- Task description -
Your answer must consist solely of the lines from the start of the entries below through the line with "For every instance of the short", unchanged.

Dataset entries

::::::

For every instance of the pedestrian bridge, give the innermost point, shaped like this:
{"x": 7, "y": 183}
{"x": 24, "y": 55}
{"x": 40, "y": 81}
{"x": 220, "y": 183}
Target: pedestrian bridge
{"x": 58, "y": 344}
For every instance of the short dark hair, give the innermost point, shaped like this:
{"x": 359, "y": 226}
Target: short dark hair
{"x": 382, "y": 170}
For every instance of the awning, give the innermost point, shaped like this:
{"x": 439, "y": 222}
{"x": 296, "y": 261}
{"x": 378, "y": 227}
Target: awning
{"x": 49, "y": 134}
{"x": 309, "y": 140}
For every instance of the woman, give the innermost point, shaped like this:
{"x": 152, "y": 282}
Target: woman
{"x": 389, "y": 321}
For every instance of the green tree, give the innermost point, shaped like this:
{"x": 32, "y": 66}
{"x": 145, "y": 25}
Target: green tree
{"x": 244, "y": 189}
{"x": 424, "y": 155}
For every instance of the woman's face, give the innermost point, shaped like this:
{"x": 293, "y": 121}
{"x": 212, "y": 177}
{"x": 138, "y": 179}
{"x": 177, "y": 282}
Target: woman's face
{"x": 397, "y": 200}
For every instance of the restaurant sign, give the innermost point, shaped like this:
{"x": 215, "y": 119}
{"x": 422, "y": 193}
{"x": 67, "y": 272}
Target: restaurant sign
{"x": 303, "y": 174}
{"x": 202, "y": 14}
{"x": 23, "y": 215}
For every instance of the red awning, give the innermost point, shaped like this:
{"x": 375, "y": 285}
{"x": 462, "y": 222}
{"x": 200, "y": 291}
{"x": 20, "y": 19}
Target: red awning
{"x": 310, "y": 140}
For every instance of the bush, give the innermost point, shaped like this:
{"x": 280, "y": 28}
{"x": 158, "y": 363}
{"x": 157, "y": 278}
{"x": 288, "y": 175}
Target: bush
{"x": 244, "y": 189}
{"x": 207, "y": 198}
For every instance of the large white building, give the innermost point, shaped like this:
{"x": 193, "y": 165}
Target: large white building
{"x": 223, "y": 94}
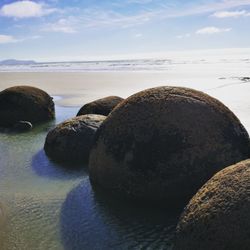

::::::

- Expected answer -
For every instance of the pedestrian bridge, give the innermost point, shaped like this:
{"x": 7, "y": 183}
{"x": 24, "y": 55}
{"x": 40, "y": 81}
{"x": 220, "y": 183}
Target: pedestrian bridge
{"x": 58, "y": 344}
For every instance of the short dark hair, give the innermost point, shaped like this:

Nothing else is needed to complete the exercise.